(Material shown begins)

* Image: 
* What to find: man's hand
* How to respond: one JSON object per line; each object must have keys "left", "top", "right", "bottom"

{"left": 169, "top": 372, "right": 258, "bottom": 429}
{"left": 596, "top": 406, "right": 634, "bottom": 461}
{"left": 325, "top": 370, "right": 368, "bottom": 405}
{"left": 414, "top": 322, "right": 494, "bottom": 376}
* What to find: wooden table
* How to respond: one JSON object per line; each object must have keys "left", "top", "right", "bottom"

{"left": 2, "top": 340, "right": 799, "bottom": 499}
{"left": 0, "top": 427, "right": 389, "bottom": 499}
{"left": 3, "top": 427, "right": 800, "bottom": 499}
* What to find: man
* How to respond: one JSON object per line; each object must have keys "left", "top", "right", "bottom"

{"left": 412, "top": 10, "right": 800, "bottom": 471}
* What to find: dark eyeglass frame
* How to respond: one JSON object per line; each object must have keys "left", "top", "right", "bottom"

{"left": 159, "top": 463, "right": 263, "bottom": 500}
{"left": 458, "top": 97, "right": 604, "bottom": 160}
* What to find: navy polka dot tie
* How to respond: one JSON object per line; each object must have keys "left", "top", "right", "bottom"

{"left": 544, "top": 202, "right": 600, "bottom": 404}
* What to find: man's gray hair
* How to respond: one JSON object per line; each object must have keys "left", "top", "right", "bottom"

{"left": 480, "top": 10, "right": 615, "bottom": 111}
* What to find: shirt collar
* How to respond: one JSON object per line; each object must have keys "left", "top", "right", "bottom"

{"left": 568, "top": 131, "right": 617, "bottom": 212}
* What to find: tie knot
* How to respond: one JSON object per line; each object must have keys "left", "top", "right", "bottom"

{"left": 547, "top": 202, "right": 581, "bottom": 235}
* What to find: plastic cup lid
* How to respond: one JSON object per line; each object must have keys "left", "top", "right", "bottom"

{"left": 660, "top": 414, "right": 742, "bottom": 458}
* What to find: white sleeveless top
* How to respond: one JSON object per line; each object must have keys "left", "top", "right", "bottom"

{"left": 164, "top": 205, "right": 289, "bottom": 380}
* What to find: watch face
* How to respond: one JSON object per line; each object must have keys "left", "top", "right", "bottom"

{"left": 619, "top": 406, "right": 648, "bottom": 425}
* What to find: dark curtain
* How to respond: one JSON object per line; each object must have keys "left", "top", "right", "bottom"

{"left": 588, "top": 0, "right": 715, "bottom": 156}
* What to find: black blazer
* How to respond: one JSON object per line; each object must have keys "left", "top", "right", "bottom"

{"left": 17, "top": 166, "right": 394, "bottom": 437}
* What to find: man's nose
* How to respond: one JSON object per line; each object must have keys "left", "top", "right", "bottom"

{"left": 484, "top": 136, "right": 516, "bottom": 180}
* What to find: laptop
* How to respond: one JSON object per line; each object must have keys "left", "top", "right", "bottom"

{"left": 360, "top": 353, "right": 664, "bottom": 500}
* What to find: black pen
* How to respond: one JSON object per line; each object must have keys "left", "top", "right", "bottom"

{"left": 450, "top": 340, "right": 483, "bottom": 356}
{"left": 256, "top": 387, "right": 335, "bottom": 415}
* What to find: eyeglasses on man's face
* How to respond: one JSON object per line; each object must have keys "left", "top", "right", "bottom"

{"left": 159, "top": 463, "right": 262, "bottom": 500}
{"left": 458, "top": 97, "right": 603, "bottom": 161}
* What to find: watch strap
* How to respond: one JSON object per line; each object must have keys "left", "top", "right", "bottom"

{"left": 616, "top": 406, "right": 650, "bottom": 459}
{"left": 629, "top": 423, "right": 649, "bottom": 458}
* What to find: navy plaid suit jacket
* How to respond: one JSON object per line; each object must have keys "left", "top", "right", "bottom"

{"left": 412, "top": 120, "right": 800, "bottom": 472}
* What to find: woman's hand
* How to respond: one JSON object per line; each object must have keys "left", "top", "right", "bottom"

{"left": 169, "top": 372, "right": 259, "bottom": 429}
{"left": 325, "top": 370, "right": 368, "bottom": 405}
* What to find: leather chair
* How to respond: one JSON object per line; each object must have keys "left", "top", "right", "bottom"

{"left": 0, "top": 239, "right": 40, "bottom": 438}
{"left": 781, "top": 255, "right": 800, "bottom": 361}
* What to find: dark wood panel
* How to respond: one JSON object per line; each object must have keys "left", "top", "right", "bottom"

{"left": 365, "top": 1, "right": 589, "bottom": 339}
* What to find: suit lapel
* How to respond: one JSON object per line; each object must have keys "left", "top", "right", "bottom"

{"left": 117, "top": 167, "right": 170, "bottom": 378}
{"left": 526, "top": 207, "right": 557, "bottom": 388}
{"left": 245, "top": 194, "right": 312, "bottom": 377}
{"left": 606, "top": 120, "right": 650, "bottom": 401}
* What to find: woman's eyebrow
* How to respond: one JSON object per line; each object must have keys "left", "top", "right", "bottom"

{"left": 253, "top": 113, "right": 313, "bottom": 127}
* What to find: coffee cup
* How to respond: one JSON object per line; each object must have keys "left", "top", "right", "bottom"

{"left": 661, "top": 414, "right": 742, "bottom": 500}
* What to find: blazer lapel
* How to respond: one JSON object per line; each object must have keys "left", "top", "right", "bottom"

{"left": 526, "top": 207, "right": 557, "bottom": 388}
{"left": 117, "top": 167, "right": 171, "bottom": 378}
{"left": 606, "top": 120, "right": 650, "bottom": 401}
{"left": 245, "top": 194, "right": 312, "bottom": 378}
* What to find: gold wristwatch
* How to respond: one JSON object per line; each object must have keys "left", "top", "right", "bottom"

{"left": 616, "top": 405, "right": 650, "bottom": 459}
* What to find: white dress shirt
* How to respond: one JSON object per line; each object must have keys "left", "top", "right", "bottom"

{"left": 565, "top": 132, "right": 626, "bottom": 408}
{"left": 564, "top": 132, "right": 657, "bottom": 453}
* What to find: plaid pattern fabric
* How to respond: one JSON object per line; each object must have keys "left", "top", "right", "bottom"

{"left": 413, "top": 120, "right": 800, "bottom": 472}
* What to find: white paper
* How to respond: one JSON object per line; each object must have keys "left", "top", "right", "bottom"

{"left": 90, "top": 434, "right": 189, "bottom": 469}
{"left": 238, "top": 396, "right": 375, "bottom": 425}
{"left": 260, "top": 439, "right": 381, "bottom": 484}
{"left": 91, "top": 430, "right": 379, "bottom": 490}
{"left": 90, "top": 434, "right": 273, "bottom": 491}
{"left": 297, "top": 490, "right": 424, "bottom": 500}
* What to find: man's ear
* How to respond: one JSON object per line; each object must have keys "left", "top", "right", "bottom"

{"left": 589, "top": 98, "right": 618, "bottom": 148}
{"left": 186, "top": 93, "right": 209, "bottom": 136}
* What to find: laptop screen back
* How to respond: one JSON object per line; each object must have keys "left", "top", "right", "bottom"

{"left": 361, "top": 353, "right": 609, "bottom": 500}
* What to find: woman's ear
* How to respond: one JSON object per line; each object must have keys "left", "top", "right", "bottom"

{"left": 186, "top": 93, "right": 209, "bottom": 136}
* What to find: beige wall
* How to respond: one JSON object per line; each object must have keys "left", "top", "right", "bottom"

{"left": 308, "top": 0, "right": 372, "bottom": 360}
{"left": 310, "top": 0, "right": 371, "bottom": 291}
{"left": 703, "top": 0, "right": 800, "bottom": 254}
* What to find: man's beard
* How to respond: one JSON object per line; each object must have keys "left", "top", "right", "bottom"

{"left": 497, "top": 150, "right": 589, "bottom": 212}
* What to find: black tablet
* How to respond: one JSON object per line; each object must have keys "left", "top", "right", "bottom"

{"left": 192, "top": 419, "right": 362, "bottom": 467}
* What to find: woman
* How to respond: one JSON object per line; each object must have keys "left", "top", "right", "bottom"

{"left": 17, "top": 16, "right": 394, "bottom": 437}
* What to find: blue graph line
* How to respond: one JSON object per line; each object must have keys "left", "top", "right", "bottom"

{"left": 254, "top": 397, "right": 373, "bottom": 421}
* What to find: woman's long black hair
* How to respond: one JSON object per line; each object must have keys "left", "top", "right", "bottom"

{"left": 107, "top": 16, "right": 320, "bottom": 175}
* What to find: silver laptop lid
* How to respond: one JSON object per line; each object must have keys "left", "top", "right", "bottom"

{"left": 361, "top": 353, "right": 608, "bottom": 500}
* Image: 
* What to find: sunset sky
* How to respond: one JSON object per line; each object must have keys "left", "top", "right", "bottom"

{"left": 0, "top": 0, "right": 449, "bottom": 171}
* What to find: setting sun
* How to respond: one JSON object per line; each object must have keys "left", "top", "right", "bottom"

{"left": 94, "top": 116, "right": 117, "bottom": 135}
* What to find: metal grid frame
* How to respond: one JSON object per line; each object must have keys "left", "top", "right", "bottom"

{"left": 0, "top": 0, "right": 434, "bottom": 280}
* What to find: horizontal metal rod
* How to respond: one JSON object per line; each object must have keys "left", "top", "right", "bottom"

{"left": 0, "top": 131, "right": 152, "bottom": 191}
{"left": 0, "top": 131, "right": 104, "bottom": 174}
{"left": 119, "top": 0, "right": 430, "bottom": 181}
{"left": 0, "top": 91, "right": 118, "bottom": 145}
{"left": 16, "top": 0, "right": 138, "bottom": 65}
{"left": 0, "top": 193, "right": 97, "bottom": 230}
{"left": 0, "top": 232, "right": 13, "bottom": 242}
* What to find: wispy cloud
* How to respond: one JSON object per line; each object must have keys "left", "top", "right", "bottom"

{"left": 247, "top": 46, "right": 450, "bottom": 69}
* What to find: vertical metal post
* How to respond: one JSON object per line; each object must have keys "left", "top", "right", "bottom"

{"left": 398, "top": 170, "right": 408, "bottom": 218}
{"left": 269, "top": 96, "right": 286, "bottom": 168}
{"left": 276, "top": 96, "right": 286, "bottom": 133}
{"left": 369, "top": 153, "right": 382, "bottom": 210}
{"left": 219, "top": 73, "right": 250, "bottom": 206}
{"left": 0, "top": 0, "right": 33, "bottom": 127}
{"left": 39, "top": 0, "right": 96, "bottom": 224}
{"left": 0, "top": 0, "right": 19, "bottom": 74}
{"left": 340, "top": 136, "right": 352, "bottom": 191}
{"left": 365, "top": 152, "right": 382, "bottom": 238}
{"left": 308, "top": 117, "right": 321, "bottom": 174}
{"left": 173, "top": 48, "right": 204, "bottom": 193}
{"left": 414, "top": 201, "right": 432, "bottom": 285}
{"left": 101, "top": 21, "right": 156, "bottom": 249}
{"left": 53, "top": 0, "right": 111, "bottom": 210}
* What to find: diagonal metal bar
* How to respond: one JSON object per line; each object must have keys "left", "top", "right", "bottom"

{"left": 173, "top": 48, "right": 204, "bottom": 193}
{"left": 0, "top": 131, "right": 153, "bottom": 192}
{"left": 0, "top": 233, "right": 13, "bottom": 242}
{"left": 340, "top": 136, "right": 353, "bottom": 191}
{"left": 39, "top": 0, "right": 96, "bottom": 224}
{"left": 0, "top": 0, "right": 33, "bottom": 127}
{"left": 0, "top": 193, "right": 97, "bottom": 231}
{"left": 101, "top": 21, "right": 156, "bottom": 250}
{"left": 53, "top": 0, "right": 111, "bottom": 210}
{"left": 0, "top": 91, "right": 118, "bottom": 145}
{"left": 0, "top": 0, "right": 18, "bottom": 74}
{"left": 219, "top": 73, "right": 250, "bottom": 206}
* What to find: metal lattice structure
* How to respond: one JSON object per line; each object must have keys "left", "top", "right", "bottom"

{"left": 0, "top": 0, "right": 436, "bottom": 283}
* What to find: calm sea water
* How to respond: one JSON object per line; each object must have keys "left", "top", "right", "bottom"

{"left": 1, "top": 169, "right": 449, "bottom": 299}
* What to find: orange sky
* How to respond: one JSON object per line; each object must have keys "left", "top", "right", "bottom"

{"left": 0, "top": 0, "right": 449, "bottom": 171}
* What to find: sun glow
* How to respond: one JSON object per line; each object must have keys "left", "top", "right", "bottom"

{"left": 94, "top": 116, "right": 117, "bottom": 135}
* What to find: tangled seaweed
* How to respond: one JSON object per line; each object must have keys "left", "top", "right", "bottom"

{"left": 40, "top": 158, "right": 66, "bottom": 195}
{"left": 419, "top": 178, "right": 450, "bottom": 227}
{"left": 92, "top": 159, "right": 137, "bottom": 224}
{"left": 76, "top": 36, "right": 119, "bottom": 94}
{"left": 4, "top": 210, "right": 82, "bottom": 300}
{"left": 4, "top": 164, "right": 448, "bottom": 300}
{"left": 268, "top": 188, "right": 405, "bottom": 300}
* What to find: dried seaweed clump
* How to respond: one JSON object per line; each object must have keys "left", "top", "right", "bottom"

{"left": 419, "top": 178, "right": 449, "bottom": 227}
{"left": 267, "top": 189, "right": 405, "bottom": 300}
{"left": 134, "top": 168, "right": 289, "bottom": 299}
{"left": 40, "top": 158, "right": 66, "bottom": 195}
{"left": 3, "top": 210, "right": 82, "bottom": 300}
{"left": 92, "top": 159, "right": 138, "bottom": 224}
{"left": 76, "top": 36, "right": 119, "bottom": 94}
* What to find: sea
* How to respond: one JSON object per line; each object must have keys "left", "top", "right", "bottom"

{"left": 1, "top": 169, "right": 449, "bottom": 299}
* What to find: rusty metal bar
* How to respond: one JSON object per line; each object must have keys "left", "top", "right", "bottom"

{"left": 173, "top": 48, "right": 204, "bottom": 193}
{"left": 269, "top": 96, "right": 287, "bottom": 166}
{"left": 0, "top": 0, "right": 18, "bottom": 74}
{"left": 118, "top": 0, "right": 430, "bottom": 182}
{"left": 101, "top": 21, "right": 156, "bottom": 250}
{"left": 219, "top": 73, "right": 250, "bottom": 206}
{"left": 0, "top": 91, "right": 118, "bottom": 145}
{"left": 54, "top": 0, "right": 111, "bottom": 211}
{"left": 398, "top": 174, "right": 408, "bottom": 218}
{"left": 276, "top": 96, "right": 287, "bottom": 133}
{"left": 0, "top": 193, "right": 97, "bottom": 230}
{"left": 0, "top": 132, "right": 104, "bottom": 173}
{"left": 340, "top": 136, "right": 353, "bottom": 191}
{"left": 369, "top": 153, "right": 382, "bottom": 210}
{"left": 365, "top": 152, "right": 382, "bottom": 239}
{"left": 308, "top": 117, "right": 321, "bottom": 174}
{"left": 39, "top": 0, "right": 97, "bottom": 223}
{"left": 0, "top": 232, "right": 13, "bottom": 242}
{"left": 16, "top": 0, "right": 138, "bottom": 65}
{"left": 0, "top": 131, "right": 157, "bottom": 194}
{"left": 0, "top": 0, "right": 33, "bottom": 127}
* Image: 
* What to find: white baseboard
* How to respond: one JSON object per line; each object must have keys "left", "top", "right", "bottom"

(Material shown ends)

[Work task]: For the lines above, output exactly those from the line containing "find: watch strap" through the line containing "find: woman's hand", and skip the others.

[Solution for this task]:
* What to find: watch strap
* How to respond: one JSON object per line; each object must have keys "left", "top", "right", "bottom"

{"left": 616, "top": 406, "right": 650, "bottom": 459}
{"left": 629, "top": 423, "right": 649, "bottom": 458}
* What to find: navy plaid suit jacket
* How to respond: one JSON object per line; each object must have keys "left", "top", "right", "bottom"

{"left": 412, "top": 120, "right": 800, "bottom": 472}
* What to find: woman's hand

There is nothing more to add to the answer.